| TASK OBJECTIVE |
If a line in the data below includes the string "yellow", please return a copy of it.

━━━━━━

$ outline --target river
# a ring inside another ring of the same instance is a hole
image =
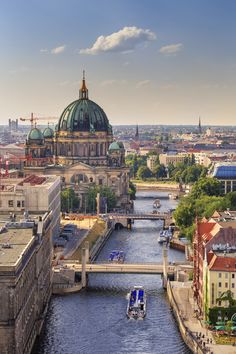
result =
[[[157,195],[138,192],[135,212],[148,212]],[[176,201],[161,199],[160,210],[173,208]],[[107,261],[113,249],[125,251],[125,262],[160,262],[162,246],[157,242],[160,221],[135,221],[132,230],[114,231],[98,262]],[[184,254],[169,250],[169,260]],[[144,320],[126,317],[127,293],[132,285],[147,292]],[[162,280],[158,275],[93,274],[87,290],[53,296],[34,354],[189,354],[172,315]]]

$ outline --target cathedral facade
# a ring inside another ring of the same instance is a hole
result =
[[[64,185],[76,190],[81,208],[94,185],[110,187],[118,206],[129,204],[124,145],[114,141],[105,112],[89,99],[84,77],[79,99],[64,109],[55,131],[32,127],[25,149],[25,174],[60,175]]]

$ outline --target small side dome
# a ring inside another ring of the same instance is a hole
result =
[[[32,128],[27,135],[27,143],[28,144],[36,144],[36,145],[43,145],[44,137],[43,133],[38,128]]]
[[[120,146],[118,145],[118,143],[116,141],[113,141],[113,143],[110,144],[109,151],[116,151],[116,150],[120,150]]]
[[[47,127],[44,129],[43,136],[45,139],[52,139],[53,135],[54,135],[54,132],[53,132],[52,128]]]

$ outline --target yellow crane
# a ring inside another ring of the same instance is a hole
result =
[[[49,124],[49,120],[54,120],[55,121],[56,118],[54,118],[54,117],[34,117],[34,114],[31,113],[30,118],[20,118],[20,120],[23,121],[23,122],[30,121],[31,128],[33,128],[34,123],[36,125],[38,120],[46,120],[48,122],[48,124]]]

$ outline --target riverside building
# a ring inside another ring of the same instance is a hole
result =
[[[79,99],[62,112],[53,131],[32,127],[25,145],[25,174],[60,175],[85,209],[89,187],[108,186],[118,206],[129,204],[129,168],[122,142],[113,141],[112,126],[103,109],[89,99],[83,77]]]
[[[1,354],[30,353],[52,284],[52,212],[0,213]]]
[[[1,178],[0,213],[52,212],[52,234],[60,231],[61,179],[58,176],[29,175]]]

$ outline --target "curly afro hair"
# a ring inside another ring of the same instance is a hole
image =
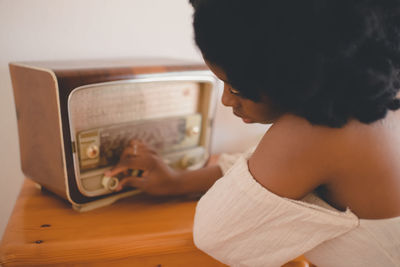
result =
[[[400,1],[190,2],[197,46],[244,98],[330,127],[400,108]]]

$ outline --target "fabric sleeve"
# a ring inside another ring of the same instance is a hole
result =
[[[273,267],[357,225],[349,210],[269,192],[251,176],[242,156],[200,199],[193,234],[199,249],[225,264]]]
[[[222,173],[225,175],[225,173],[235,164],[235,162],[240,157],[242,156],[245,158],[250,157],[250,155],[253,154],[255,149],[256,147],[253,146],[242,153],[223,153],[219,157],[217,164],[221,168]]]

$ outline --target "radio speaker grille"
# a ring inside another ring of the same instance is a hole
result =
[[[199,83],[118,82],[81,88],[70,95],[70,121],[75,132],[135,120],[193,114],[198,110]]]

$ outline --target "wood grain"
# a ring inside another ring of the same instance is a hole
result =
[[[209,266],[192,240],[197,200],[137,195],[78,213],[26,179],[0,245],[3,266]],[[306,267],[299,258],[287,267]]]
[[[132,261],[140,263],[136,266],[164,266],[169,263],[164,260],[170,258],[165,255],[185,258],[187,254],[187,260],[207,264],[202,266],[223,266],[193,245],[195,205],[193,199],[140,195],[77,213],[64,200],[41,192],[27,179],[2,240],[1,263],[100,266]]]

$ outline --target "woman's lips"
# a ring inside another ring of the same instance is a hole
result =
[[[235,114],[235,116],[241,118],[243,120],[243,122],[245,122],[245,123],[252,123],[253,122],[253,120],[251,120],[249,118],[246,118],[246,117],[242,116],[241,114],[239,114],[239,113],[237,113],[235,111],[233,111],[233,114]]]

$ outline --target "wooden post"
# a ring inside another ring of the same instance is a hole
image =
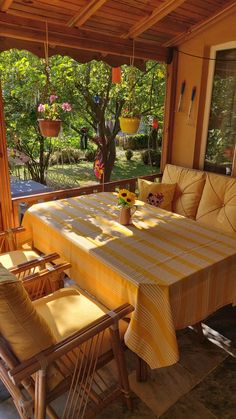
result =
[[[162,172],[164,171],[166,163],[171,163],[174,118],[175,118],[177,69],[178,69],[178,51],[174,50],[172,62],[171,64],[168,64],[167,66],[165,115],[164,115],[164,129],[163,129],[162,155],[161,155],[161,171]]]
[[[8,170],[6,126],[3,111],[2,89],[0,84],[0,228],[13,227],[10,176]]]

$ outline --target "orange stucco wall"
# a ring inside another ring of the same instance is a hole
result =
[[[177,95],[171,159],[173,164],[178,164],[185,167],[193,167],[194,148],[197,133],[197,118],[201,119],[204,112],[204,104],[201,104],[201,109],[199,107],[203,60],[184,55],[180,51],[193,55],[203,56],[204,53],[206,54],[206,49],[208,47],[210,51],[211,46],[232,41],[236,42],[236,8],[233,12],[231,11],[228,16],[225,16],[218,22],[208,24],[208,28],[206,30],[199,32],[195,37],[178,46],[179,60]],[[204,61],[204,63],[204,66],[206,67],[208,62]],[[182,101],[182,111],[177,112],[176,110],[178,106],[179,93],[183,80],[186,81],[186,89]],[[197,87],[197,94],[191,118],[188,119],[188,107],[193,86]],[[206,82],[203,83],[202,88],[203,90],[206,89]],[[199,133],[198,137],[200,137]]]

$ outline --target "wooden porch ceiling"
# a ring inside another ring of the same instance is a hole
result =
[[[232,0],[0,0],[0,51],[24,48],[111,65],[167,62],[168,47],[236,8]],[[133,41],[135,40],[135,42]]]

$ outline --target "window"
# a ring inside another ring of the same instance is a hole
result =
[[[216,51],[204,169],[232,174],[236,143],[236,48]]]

━━━━━━

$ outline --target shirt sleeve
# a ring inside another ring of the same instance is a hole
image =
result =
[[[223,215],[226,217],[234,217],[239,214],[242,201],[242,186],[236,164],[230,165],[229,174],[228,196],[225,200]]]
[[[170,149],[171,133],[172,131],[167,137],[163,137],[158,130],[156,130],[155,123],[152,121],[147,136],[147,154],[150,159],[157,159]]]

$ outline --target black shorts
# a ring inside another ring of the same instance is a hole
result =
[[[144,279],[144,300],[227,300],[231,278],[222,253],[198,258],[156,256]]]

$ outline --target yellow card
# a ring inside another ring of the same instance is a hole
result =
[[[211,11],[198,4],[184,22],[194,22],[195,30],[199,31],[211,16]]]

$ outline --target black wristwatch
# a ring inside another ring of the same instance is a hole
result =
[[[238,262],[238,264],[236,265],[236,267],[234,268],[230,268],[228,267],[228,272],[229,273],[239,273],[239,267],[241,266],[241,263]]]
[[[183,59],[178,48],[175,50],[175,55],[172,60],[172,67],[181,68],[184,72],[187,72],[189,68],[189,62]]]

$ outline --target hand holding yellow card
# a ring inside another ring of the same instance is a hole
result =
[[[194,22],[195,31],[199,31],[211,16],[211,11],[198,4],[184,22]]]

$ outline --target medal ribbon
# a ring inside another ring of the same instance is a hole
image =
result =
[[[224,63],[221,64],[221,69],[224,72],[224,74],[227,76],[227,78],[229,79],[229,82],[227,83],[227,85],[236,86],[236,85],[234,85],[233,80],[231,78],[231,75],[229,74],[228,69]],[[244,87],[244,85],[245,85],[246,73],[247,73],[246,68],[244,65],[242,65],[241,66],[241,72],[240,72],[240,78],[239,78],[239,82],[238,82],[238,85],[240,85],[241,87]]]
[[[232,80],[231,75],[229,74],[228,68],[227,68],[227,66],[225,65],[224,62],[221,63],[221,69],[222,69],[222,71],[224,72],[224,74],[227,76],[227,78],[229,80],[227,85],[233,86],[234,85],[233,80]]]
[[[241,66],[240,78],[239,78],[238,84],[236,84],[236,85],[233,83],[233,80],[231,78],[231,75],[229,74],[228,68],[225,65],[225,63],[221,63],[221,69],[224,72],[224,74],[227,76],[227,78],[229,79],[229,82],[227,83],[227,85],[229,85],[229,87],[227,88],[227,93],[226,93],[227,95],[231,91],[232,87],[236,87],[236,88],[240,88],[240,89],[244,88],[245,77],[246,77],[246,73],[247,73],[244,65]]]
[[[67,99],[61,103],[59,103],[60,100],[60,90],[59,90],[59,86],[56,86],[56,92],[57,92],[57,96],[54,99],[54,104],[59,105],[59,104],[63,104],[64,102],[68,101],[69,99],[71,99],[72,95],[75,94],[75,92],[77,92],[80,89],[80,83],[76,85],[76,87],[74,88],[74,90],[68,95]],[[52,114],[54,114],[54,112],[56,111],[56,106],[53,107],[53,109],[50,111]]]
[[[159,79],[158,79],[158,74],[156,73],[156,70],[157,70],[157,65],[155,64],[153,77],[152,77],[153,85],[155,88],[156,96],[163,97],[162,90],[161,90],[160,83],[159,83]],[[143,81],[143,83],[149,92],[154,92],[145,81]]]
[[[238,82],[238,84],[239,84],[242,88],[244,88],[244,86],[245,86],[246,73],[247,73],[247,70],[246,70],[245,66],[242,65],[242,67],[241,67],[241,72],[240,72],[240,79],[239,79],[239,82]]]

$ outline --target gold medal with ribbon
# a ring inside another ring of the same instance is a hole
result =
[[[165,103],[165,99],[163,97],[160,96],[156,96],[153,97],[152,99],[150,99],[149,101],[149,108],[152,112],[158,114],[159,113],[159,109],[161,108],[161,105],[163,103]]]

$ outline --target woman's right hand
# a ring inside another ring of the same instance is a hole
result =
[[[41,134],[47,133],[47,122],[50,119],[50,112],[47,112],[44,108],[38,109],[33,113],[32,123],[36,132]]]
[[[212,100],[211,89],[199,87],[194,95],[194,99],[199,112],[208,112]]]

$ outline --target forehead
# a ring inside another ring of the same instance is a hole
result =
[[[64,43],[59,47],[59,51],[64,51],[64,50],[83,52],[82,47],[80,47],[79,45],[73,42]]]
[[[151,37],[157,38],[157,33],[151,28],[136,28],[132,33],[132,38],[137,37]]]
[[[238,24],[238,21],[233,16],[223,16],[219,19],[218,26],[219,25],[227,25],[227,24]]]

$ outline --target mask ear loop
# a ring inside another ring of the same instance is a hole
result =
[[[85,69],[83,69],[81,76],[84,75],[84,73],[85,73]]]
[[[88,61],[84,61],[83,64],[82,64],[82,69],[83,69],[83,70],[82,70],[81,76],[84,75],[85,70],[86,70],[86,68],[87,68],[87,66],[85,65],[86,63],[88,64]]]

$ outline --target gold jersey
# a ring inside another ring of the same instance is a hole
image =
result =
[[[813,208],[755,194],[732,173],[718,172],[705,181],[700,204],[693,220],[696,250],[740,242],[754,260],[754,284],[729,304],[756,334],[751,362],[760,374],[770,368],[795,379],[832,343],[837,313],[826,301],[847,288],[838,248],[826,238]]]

━━━━━━

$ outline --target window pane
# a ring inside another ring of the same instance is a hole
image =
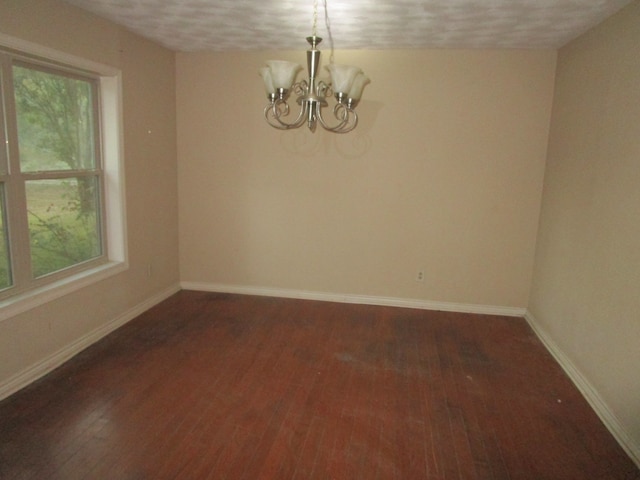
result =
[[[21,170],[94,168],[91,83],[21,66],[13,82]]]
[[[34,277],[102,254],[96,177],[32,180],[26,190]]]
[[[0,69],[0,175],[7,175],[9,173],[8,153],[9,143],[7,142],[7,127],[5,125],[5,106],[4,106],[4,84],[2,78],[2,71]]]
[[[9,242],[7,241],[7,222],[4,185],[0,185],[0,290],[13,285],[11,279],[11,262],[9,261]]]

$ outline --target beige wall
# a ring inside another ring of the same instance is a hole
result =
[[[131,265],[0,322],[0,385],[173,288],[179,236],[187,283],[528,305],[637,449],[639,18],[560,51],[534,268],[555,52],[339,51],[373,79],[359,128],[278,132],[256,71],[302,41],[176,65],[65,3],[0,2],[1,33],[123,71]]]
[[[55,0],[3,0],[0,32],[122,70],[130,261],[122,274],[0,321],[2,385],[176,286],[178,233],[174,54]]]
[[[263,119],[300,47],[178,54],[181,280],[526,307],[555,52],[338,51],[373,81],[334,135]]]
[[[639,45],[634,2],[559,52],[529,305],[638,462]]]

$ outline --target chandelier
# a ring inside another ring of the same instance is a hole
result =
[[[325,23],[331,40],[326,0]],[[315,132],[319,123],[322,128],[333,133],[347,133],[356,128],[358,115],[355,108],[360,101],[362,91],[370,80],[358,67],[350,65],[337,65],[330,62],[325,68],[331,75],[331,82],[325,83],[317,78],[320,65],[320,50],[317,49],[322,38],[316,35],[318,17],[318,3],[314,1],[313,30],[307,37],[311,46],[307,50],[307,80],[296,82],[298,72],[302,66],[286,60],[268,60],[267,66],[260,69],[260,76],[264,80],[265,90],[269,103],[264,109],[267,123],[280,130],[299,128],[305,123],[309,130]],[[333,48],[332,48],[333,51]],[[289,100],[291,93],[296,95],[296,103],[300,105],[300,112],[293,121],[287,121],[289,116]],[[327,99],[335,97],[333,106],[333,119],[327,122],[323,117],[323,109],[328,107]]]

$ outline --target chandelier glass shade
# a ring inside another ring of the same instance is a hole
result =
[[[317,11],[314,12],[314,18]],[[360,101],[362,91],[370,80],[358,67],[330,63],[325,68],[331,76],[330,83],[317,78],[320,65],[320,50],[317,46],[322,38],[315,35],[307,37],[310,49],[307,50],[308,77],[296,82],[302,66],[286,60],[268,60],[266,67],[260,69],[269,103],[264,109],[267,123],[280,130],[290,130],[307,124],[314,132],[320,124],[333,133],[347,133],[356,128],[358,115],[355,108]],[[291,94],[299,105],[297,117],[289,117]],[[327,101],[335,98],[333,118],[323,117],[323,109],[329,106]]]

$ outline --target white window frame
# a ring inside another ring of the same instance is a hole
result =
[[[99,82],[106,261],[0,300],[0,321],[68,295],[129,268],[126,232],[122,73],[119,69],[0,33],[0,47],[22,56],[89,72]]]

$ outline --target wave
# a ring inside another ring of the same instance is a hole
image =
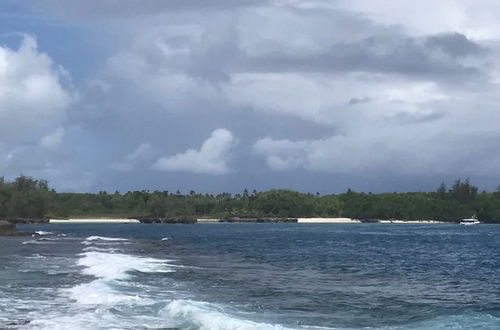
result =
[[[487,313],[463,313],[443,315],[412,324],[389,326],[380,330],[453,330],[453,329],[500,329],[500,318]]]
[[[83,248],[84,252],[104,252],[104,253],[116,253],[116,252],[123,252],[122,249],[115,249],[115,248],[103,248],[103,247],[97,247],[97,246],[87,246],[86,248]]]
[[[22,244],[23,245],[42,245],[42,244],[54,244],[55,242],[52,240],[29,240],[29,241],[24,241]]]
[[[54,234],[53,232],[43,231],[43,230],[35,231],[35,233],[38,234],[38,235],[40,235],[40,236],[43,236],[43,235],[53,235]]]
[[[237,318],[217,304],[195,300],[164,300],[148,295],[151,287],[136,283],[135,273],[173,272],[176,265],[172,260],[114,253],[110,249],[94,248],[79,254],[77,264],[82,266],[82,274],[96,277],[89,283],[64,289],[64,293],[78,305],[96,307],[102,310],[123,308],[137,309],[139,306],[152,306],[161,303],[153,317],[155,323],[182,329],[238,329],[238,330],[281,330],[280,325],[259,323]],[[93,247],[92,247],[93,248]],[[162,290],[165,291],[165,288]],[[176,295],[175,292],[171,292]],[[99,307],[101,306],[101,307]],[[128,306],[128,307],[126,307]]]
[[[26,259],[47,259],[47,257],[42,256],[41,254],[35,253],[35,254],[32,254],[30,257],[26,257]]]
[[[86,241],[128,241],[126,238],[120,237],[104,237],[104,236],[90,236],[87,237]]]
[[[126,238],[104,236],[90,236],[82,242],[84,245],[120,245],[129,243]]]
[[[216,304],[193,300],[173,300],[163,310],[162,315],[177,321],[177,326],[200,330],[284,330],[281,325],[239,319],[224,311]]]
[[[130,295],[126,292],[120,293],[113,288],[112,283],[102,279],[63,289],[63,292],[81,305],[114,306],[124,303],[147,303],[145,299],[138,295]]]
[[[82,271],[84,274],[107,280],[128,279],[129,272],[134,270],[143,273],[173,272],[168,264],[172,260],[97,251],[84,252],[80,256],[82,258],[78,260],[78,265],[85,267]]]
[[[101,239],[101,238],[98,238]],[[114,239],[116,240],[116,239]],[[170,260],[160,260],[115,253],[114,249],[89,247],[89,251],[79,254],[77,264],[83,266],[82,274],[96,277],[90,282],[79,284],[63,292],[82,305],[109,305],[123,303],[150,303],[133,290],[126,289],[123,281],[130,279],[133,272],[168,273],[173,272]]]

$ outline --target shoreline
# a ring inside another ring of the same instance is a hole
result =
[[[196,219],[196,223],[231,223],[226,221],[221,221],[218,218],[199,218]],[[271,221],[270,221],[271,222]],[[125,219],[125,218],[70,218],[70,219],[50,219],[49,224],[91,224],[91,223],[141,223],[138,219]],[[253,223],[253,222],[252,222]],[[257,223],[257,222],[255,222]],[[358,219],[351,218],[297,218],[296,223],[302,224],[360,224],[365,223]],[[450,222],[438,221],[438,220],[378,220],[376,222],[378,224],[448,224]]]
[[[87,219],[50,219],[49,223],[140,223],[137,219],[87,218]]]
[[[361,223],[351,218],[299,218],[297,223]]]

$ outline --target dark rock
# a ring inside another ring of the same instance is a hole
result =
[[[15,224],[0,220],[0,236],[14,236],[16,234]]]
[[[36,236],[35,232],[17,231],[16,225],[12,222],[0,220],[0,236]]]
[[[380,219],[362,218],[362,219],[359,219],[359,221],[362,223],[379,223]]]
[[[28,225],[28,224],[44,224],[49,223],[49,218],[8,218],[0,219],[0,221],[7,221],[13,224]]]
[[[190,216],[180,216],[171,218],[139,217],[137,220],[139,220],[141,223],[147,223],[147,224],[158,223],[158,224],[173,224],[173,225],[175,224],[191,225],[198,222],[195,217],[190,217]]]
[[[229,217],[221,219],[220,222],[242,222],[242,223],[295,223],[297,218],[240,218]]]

━━━━━━

| REPLY |
$ outline --target yellow crane
$ outline --target yellow card
$ outline --target hand holding yellow card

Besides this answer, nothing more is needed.